### Your task:
Up to the line containing "Target: gray armchair", nothing is kept; from that line through the end of the data below, output every line exactly.

**** Supplied material ****

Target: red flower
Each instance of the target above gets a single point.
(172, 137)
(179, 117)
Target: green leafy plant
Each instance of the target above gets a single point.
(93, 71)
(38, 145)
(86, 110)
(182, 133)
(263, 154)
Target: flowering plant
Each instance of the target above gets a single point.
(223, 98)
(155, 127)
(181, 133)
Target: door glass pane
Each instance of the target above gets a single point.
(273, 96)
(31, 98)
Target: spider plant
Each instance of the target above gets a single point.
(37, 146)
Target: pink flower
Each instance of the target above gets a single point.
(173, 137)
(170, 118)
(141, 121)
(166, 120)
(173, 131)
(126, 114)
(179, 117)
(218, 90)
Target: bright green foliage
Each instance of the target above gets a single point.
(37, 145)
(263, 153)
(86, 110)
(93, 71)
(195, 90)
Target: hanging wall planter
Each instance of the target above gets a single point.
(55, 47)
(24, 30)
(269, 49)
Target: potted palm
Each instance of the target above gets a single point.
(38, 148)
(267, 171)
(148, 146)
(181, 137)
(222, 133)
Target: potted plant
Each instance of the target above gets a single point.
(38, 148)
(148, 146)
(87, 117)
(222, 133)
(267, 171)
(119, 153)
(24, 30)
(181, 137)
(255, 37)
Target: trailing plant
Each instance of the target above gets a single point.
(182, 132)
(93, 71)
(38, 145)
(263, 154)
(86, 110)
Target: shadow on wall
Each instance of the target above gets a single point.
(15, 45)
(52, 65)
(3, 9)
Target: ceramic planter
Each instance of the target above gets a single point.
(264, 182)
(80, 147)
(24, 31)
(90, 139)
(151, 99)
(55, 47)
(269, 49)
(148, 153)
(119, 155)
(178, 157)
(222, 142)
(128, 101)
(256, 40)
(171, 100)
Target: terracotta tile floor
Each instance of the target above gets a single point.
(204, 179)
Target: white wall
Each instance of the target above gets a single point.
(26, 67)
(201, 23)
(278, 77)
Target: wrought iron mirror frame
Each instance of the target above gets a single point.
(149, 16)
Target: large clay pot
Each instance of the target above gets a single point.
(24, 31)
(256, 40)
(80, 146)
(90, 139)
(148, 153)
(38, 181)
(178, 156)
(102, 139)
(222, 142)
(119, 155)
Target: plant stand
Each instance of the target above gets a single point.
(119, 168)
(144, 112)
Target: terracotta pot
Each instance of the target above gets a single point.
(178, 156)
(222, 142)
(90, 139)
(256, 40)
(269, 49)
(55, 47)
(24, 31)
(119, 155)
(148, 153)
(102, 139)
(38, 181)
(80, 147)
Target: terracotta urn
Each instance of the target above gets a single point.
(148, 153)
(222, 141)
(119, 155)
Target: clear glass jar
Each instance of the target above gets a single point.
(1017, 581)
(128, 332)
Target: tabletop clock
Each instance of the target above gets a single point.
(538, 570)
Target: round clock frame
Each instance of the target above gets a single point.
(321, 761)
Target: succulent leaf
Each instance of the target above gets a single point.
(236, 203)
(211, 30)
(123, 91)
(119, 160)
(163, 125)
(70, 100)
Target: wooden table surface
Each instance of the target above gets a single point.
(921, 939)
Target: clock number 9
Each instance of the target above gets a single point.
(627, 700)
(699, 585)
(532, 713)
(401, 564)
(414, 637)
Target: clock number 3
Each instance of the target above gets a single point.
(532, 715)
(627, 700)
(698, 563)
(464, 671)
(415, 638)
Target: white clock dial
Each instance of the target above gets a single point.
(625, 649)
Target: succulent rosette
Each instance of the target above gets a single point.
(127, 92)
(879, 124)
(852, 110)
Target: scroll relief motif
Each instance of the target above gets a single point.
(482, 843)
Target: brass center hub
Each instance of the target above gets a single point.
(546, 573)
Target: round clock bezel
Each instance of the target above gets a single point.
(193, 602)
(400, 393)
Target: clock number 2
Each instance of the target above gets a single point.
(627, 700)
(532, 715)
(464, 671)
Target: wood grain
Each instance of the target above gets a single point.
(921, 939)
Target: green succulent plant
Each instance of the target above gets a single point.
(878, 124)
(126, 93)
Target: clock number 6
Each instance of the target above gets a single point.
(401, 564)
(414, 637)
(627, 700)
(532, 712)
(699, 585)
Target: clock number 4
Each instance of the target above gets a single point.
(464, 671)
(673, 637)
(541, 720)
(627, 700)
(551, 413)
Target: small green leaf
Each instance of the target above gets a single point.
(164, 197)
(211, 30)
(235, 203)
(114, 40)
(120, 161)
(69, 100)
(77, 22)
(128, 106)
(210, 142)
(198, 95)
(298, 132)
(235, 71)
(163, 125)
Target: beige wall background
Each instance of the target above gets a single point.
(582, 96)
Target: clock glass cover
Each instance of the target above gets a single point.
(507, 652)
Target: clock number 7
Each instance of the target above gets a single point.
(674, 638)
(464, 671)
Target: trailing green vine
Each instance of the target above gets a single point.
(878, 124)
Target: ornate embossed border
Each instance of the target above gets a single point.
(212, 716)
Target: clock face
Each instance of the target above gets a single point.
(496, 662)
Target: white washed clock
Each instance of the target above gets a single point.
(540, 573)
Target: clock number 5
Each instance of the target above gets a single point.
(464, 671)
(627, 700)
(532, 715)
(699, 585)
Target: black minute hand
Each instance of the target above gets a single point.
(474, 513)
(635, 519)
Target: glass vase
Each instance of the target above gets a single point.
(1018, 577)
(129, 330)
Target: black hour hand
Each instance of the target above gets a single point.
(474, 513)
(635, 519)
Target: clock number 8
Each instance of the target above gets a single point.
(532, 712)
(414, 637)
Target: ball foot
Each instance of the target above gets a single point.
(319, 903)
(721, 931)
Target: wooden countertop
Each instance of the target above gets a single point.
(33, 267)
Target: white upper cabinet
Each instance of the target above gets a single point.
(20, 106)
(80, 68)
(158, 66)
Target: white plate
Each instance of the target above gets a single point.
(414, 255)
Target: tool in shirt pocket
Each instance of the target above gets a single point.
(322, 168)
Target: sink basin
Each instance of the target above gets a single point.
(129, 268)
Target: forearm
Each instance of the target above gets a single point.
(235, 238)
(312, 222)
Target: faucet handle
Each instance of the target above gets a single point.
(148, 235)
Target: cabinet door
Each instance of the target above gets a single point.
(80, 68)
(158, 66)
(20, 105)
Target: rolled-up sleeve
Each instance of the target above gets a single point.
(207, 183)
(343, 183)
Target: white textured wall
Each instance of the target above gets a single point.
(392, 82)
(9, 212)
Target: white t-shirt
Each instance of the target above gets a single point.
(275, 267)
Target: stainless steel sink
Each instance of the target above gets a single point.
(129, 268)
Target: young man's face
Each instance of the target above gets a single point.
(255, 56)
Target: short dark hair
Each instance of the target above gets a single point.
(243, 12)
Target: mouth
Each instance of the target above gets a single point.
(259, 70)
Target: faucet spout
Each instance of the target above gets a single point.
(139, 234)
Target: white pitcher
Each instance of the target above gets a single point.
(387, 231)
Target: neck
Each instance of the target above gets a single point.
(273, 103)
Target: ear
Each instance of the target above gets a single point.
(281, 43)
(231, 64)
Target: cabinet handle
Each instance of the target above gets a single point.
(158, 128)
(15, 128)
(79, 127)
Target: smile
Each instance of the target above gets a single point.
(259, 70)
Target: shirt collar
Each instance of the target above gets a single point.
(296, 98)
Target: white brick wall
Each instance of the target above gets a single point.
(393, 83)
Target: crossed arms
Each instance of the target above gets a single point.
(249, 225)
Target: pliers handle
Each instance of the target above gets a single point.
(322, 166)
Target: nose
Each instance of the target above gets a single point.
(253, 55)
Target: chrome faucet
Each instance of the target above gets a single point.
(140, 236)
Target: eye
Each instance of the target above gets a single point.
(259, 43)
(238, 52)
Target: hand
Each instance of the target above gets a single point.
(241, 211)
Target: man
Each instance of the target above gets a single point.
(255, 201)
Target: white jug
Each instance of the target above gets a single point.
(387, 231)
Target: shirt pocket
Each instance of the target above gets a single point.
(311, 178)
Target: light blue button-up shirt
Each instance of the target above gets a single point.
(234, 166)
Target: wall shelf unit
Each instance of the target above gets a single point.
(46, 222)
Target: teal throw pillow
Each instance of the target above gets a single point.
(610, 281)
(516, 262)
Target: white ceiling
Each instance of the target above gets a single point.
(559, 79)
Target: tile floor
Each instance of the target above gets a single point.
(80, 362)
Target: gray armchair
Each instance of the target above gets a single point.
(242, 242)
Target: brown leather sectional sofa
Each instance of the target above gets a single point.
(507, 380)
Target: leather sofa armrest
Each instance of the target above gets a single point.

****

### Expected answer:
Target: gray armchair
Each instance of the target above gets a single point.
(242, 242)
Target: brown leather sectional sofa
Each instance of the target above gets a single point.
(507, 380)
Target: leather sofa armrest
Each instance of the target above gets a single point.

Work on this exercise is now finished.